Records -
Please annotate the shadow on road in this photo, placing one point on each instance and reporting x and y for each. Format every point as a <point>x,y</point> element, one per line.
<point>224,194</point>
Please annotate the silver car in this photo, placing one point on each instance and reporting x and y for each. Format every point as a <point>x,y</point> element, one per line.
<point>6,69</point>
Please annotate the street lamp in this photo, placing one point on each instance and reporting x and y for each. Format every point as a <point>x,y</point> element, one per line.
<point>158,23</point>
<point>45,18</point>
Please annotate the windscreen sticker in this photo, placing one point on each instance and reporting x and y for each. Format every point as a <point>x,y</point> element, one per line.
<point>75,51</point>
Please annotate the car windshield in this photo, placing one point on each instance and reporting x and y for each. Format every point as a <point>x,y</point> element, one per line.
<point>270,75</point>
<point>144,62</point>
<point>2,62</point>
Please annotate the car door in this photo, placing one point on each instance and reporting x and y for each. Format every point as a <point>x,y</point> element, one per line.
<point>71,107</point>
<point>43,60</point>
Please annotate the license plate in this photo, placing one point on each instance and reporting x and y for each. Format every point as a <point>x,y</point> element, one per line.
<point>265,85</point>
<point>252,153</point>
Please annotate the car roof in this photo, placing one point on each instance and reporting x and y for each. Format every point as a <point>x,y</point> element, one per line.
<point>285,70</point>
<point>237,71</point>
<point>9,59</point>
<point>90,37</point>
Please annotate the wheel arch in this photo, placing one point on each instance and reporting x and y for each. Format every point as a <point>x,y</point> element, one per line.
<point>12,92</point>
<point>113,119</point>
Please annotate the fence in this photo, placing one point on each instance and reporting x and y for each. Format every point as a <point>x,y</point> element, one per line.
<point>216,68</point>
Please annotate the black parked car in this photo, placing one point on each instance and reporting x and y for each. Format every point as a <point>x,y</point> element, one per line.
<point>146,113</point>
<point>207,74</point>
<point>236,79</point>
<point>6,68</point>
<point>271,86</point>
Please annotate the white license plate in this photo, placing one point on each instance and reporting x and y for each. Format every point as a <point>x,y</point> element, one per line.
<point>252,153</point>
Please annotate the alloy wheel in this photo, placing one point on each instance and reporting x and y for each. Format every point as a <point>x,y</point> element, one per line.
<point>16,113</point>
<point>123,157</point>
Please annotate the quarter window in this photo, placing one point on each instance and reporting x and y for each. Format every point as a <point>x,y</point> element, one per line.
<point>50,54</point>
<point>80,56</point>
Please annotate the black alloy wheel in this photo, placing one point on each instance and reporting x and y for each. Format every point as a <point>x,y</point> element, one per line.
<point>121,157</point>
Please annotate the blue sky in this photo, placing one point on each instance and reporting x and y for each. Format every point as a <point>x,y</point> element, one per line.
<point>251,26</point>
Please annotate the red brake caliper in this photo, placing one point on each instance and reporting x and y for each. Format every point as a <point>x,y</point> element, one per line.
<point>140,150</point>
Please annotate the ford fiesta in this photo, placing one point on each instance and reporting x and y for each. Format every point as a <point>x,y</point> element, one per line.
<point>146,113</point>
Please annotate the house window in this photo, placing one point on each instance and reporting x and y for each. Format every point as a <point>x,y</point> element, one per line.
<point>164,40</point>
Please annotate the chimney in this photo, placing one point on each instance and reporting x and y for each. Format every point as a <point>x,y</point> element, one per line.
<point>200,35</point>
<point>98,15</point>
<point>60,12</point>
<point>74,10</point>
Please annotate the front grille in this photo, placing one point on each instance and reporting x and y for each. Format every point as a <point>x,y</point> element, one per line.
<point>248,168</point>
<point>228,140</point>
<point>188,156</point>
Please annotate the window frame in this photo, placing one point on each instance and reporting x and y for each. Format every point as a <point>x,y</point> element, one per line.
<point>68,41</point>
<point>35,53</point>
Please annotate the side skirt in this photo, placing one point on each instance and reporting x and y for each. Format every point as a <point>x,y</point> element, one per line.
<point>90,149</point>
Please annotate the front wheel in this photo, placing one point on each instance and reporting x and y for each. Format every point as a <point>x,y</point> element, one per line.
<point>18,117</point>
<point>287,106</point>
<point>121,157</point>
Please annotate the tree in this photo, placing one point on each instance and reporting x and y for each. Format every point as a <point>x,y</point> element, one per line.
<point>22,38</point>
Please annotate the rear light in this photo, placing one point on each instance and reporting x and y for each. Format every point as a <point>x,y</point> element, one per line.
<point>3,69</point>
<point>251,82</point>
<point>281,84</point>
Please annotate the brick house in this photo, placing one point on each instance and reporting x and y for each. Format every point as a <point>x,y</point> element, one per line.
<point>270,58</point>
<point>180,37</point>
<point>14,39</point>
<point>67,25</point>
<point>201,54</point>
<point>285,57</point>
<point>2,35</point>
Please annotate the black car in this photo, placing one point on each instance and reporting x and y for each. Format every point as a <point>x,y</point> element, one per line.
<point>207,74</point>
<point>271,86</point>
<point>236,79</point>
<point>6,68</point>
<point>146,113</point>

Exercise objective - Reproduce all of the records above word for word, keeping every line in its original order.

Answer for this exercise -
Please annotate the shadow on road in this photo, placing one point on each instance and reporting x and y for each. Format every point as a <point>x,y</point> element, one per line.
<point>224,194</point>
Please annotate the silver car in this photo, placing one point on each instance and reporting x and y for each. Format every point as a <point>x,y</point> element, one per line.
<point>6,69</point>
Please annotate the street lamp in this photo, placing one point on each instance and reporting x and y for each. Format every point as a <point>x,y</point> element, one per line.
<point>158,23</point>
<point>45,18</point>
Please annotate the windscreen sticker in this photo, placing one point on each instance and reporting x and y for each. Format every point as a <point>x,y</point> element, one per line.
<point>75,51</point>
Please annotate the car windshield in this photo, placing one point on each instance and reporting x and y for each. Format every point as a <point>x,y</point> element, one per line.
<point>270,75</point>
<point>144,62</point>
<point>2,62</point>
Please annotate the car door in this photo, placing one point on each instance and reporting x and y for each. Format every point as a <point>x,y</point> element, one per line.
<point>71,107</point>
<point>43,60</point>
Please annotate the license plate in this photo, placing one point on each instance and reporting x and y for each. Format every point as a <point>x,y</point> element, one per line.
<point>265,85</point>
<point>252,153</point>
Please annotate the car roof in this photo, placing one point on each instance and reporting x and y for each. Format every point as a <point>x,y</point> element, one per line.
<point>285,70</point>
<point>237,71</point>
<point>9,59</point>
<point>90,37</point>
Please annotate the wheel arch in this photo, placing one point on each instance and reporting x and y for each. Format every point as a <point>x,y</point> element, one per line.
<point>12,92</point>
<point>113,119</point>
Please annotate the fence in this photo, placing one point on each instance and reporting x and y for each. Format every point as a <point>x,y</point> element, one per line.
<point>216,68</point>
Please annotate the black parked car in this photo, placing one point on each instance and reporting x and y for each. Format every point as a <point>x,y</point> element, one per line.
<point>146,113</point>
<point>207,74</point>
<point>236,79</point>
<point>6,68</point>
<point>271,86</point>
Please annotate the white license plate in this photo, placing one point on each instance and reporting x and y for each. Format every point as a <point>x,y</point> element, one per line.
<point>252,153</point>
Please annotate the alloy wheel in this photo, placing one point on each instance and reporting x and y for each. Format every point as a <point>x,y</point> element, one per line.
<point>16,113</point>
<point>123,157</point>
Please annotate the quarter window in this photo, placing one point on each instance and reporting x and y for each. Format every point as a <point>x,y</point> element, one per line.
<point>50,54</point>
<point>80,56</point>
Please annotate the black alloy wheel in this photo, placing one point on each instance and reporting x and y for each. Format every point as a <point>x,y</point> element, one per line.
<point>121,157</point>
Please annotate the blue sky in this photo, placing one point on each instance and reporting x and y for each. Format every point as a <point>x,y</point> element, one per line.
<point>251,26</point>
Please annotate the red brake caliper in this photo, placing one point on each instance and reporting x and y for each. Format every point as a <point>x,y</point> element, one per line.
<point>140,150</point>
Please annotate the ford fiesta in this photo, placing one point on each instance and reporting x and y for each. Format every point as a <point>x,y</point> element, one per line.
<point>146,113</point>
Please annotate the house window in this photo, placing one point on each instance and reporting x and y for each. Format every point as a <point>x,y</point> element, one per line.
<point>164,40</point>
Please annotate the chimney in this photo, placing one point on each instance and reporting x and y for each. Format every point as a <point>x,y</point> element, one per line.
<point>200,35</point>
<point>98,15</point>
<point>60,12</point>
<point>74,10</point>
Please annotate the front grille in this photo, placing one point on each instance and reporting x and y for each. Format every point as a <point>x,y</point> element, one per line.
<point>248,168</point>
<point>228,140</point>
<point>188,156</point>
Please annotate the window frame in this photo, placing one point on each instance and reporting x and y for each. Format every point as a <point>x,y</point> element, one per line.
<point>68,41</point>
<point>35,53</point>
Please annotate the side skirt in this photo, placing one point on each instance and reporting x and y for each. Format every point as a <point>x,y</point> element, one per line.
<point>90,149</point>
Please annotate the front wheel in this photo, placing one point on each instance and reporting x and y for each. Format every point as a <point>x,y</point> element, one per line.
<point>18,117</point>
<point>287,106</point>
<point>121,157</point>
Please annotate the tree in this photo, placing one point on each instance and reporting x and y for each. Format every point as a <point>x,y</point> element, one per line.
<point>22,38</point>
Please annotate the rear light in this photo, placing one point on each instance and reporting x and y for each. Format every point as a <point>x,y</point> element, one per line.
<point>3,69</point>
<point>251,82</point>
<point>281,84</point>
Please annotate the brick house in this photo, placing one point on each instance and reporting x and y for each. Format every point as a <point>x,y</point> element, one per line.
<point>270,58</point>
<point>180,37</point>
<point>14,39</point>
<point>67,25</point>
<point>201,54</point>
<point>285,57</point>
<point>2,35</point>
Please annotate the black car in this photo, placing one point on each instance and reporting x and y for each. Format every point as a <point>x,y</point> element, one per line.
<point>207,74</point>
<point>271,86</point>
<point>236,79</point>
<point>6,68</point>
<point>146,113</point>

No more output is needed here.